**Problem details**
Lines holding the string "sign" are the ones to copy from this listing.

**Data extracts**
○ ○ ○
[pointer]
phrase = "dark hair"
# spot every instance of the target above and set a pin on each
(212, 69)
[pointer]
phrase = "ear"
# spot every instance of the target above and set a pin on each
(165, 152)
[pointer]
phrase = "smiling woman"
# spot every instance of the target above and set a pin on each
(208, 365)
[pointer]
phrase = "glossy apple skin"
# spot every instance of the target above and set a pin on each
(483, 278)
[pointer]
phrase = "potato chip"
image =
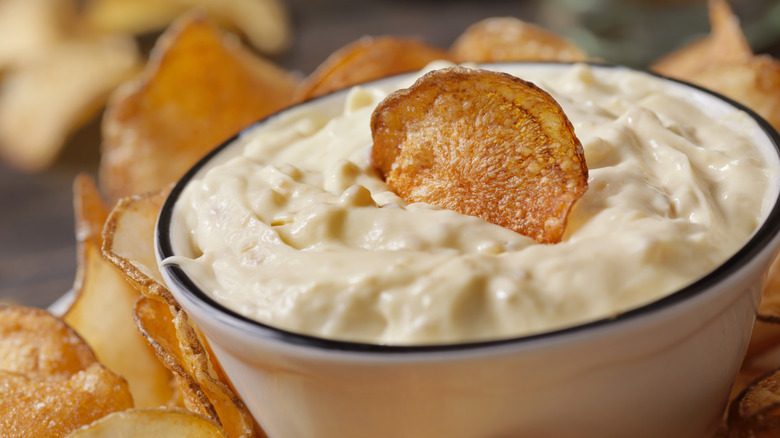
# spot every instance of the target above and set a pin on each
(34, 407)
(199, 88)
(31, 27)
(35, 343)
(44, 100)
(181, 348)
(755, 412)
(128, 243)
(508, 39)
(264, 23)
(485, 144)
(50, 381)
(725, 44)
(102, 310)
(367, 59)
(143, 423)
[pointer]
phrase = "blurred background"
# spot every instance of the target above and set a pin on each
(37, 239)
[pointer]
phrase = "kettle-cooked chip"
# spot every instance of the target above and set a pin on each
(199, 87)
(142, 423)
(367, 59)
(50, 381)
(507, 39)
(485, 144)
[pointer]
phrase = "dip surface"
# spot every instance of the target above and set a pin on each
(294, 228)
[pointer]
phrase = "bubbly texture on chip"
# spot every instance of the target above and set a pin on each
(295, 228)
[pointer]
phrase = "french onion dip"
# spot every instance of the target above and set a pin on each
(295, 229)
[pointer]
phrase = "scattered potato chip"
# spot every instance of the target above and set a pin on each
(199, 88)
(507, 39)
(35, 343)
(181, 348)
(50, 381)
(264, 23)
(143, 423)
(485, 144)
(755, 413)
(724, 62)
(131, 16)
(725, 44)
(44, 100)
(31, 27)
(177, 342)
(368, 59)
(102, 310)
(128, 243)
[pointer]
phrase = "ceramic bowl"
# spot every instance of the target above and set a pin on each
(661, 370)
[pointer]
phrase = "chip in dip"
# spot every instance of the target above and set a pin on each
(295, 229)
○ ○ ○
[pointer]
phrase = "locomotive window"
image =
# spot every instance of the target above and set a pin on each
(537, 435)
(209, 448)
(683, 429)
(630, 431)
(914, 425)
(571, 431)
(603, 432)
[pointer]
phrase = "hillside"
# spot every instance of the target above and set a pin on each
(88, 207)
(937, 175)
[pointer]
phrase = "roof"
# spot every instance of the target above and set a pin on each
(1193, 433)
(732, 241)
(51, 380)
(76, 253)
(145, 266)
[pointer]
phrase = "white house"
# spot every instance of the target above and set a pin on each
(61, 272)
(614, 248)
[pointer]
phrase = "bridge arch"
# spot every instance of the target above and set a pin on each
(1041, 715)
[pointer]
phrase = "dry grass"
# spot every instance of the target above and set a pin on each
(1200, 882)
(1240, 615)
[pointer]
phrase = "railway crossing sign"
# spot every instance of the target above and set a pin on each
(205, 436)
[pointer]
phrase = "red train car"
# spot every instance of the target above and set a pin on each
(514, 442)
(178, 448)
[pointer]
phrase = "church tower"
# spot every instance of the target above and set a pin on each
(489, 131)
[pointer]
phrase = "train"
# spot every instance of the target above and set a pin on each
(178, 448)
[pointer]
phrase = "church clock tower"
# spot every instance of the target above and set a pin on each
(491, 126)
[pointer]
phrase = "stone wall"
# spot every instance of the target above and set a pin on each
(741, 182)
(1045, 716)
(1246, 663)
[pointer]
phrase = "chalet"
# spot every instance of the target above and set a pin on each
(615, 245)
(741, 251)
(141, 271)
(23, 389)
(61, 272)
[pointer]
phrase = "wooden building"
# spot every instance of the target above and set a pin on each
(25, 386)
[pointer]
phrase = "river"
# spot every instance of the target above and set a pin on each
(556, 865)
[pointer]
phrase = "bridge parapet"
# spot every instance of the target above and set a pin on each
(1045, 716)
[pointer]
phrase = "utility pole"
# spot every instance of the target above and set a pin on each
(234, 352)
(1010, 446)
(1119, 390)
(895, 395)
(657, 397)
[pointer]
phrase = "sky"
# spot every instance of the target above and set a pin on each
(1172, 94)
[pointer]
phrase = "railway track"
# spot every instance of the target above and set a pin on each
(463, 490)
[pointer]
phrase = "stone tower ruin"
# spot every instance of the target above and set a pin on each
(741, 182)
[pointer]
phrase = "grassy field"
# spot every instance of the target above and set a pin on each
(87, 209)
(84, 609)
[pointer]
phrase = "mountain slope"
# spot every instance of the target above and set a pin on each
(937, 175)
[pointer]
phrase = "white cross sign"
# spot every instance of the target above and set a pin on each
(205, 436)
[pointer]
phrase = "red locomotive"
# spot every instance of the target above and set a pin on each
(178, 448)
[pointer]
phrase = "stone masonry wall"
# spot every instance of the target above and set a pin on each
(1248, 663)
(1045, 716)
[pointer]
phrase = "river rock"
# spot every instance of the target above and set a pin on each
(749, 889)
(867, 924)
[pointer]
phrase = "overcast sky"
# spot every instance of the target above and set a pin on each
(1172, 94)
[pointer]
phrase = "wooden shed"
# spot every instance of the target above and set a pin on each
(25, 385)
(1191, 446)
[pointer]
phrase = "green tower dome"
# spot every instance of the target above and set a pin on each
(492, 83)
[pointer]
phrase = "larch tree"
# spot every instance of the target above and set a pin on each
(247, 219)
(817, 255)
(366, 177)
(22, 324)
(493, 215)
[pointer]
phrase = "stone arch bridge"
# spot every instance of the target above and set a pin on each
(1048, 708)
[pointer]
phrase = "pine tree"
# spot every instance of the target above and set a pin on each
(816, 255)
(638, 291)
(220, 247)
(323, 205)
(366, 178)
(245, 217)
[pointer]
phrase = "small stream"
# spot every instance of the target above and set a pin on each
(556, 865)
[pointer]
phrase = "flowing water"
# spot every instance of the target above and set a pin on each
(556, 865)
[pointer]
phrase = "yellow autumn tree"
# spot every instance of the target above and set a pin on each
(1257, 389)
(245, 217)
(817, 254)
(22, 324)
○ ○ ○
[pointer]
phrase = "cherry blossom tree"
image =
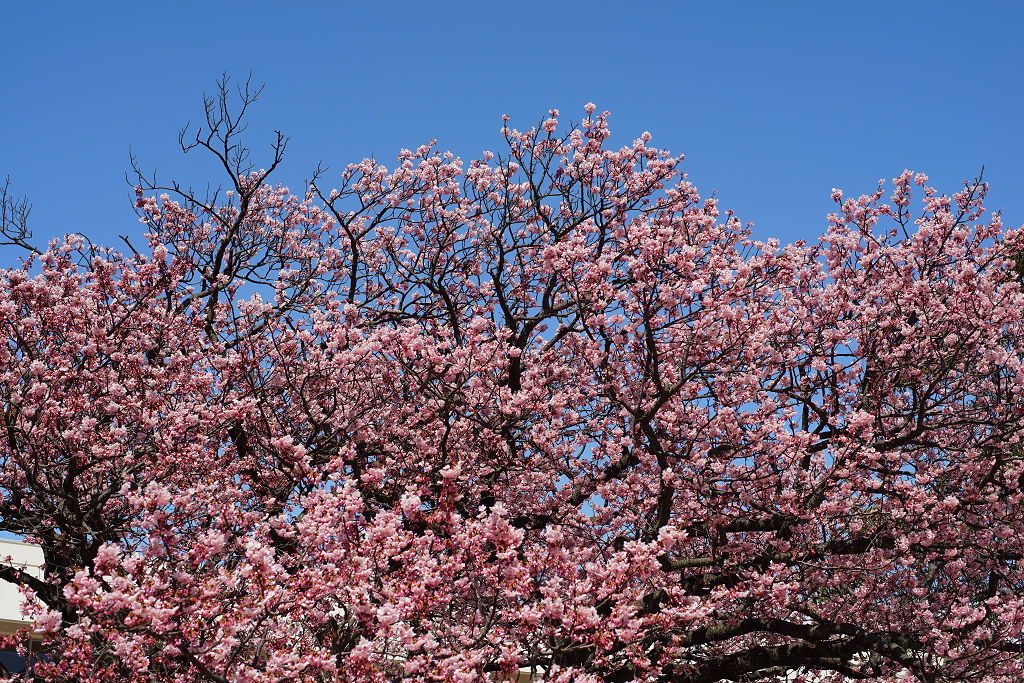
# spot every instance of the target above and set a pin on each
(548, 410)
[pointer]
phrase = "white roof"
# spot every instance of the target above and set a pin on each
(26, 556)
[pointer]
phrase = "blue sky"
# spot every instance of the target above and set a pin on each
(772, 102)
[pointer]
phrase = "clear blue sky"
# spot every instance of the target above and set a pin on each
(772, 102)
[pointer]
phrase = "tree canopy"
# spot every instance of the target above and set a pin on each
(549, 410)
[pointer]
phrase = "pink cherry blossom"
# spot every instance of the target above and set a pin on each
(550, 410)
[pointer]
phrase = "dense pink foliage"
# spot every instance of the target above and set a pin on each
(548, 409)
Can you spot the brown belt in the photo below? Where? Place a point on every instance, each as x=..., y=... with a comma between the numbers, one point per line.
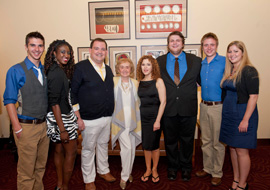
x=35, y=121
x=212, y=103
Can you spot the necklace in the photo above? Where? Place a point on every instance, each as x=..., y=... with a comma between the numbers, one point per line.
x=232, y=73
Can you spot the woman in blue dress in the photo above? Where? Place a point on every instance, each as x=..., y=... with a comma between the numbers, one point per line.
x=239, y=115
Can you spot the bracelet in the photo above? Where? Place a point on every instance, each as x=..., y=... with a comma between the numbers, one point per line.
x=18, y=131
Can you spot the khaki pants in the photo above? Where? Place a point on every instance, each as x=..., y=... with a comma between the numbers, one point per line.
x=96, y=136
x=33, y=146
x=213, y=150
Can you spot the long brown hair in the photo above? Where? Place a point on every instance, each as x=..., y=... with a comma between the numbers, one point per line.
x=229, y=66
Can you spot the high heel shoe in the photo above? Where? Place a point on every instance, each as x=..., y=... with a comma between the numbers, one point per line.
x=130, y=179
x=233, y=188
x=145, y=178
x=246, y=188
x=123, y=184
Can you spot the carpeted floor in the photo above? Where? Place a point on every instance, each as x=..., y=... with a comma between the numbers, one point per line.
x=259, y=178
○ ○ ○
**Exercise answer**
phrase = "railway crossing sign"
phrase = "white cross sign"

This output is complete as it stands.